• _Texto em estudo_:
◇ ◇ ◇ ◇ ◇ ◇ ◇

A melhor parte é que a diminuição da fuligem poderia ter um efeito bastante rápido. Ao con­­trário do dióxido de carbono, ca­­paz de perdurar na atmosfera por anos, a fuligem permanece só por algumas semanas. Mudar para fornos que emitem pouca fuligem removeria rapidamente os efeitos de aquecimento do carbono negro.

Na Ásia e na África, fornos de cocção produzem grande parte do carbono, apesar de ele também emanar de motores a diesel e produtoras de carvão. Nos Es­­tados Unidos e na Europa, as emis­­sões de carbono negro já foram reduzidas significativamente por filtros e outras ferramentas.

Viagem ao redor da Terra

Como minúsculos absorvedores de calor, as partículas de fuligem aquecem o ar e derretem o gelo ao absorver o calor do sol quando se estabelecem nas geleiras. Um estudo recente calculou que o car­­bono negro pode ser responsável por cerca da metade do aquecimento do Ártico. Apesar de as partículas tenderem a se estabilizar com o tempo e não terem o alcance global dos gases do efeito estufa, elas se deslocam, descobriram os cientistas.

A fuligem originária da Índia foi encontrada nas Ilhas Maldivas e no platô tibetano; a partir dos Estados Unidos, ela viaja para o Ártico.

As implicações ambientais e geopolíticas das emissões de fuligem são enormes, já que as geleiras são a fonte da maioria dos grandes rios da Ásia. O resultado no curto prazo do derretimento glacial são inundações graves em comunidades montanhosas.

O número de inundações a partir de lagos glaciais também já está aumentando acentuadamente. Quando as geleiras encolherem, os grandes rios da Ásia vão ter seu fluxo diminuído ou secar durante parte do ano. Bata­­lhas desesperadas por água cer­­tamente surgirão como conse­­quên­­cia, numa região já cheia de conflitos.

◇ ◇ ◇ ◇ ◇ ◇ ◇

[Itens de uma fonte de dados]

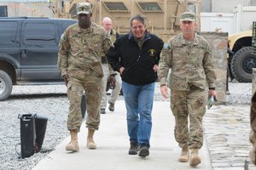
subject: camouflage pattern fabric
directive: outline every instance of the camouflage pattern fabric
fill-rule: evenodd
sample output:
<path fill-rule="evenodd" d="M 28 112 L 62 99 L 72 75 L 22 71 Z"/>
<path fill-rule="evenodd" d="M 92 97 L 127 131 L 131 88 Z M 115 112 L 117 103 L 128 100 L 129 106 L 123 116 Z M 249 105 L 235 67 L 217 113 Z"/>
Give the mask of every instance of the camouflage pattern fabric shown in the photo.
<path fill-rule="evenodd" d="M 250 124 L 251 132 L 249 139 L 253 144 L 253 148 L 250 150 L 249 156 L 253 163 L 256 165 L 256 93 L 253 94 L 251 100 Z"/>
<path fill-rule="evenodd" d="M 207 42 L 195 35 L 192 42 L 185 41 L 179 34 L 165 43 L 158 76 L 160 85 L 167 84 L 171 88 L 171 109 L 176 120 L 174 133 L 179 146 L 200 149 L 203 144 L 207 88 L 215 88 L 216 74 Z"/>
<path fill-rule="evenodd" d="M 190 149 L 200 149 L 203 144 L 202 117 L 206 112 L 206 93 L 199 88 L 190 88 L 193 90 L 172 90 L 171 109 L 175 116 L 174 136 L 181 148 L 189 145 Z"/>
<path fill-rule="evenodd" d="M 93 22 L 89 29 L 81 29 L 78 24 L 73 25 L 61 36 L 58 66 L 61 75 L 67 74 L 69 77 L 68 130 L 80 129 L 80 104 L 84 90 L 86 95 L 86 127 L 96 130 L 99 128 L 103 76 L 101 57 L 105 55 L 111 44 L 104 28 Z"/>
<path fill-rule="evenodd" d="M 189 90 L 193 84 L 201 89 L 215 88 L 216 73 L 207 42 L 196 35 L 195 41 L 187 42 L 182 34 L 171 38 L 161 51 L 158 71 L 160 84 L 167 83 L 167 75 L 172 67 L 169 88 L 176 90 Z"/>

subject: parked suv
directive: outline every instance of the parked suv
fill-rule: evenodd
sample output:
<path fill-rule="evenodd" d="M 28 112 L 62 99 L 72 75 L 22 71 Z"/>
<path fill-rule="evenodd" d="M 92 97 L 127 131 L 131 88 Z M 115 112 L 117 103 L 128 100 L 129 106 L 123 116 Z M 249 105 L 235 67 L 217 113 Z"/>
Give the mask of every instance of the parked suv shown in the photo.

◇ ◇ ◇ ◇ ◇ ◇ ◇

• _A fazer_: Repita sem alterações o trecho do texto sobre a fuligem que começa nas palavras "As implicações ambientais" e vai até depois de "cheia de conflitos.".

• _Solução da tarefa_:
As implicações ambientais e geopolíticas das emissões de fuligem são enormes, já que as geleiras são a fonte da maioria dos grandes rios da Ásia. O resultado no curto prazo do derretimento glacial são inundações graves em comunidades montanhosas.

O número de inundações a partir de lagos glaciais também já está aumentando acentuadamente. Quando as geleiras encolherem, os grandes rios da Ásia vão ter seu fluxo diminuído ou secar durante parte do ano. Bata­­lhas desesperadas por água cer­­tamente surgirão como conse­­quên­­cia, numa região já cheia de conflitos.